Material for this task ▸

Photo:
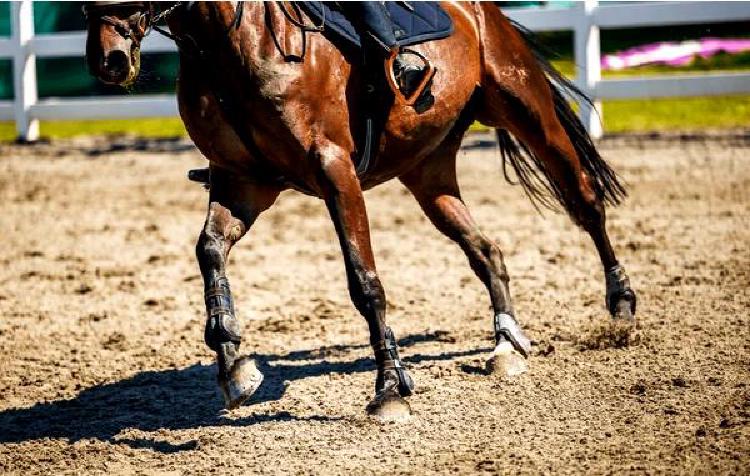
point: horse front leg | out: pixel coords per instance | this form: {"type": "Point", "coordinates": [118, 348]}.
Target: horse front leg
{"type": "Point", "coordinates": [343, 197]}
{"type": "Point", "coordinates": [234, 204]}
--
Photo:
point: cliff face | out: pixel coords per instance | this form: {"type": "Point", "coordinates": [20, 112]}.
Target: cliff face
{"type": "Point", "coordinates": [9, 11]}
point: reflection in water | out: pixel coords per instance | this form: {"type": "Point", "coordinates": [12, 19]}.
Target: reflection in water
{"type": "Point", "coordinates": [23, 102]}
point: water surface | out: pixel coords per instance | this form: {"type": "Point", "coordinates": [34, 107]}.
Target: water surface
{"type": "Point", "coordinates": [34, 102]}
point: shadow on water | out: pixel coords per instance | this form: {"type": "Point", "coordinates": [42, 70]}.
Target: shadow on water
--
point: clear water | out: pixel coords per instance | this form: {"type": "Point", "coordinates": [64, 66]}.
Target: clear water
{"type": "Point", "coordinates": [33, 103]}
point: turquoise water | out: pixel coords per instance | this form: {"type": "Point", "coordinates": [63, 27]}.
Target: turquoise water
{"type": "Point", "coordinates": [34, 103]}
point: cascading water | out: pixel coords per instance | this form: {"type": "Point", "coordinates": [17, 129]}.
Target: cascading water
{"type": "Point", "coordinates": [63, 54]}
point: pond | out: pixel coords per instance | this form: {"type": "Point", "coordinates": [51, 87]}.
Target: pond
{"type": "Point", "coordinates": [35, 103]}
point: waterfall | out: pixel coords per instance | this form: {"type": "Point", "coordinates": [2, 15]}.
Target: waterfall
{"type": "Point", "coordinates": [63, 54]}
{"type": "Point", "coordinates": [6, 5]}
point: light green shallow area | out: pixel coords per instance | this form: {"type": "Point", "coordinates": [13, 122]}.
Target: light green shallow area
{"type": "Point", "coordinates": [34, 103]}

Problem requirements ▸
Reproduce as a numbered list the lines of the listing above, from the line holding "point: water surface" to the line holding "Target: shadow on water", both included. Leave out any blank lines.

Written solution ▸
1. point: water surface | out: pixel coords per instance | this form: {"type": "Point", "coordinates": [34, 107]}.
2. Target: water surface
3. {"type": "Point", "coordinates": [34, 102]}
4. point: shadow on water | out: pixel coords per instance | this form: {"type": "Point", "coordinates": [42, 70]}.
5. Target: shadow on water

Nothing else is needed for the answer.